# [Work to do]
Reproduce every line of the records below word for word, leaving out the pictures.

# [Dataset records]
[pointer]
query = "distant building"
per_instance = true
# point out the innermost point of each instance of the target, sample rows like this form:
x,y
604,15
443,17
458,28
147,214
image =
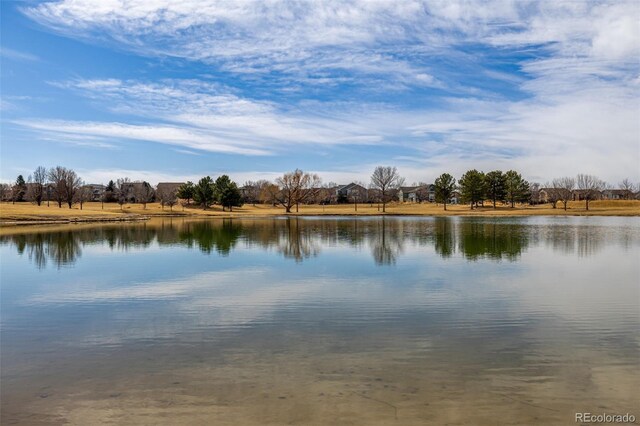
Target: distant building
x,y
169,187
617,194
97,191
417,194
348,192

# [Exercise answer]
[pointer]
query = "distant building"
per_instance = true
# point out the innermost point of each instance of the target, sample rows like this form:
x,y
604,15
443,17
458,28
147,214
image =
Target: distant building
x,y
169,187
617,194
97,191
417,194
348,192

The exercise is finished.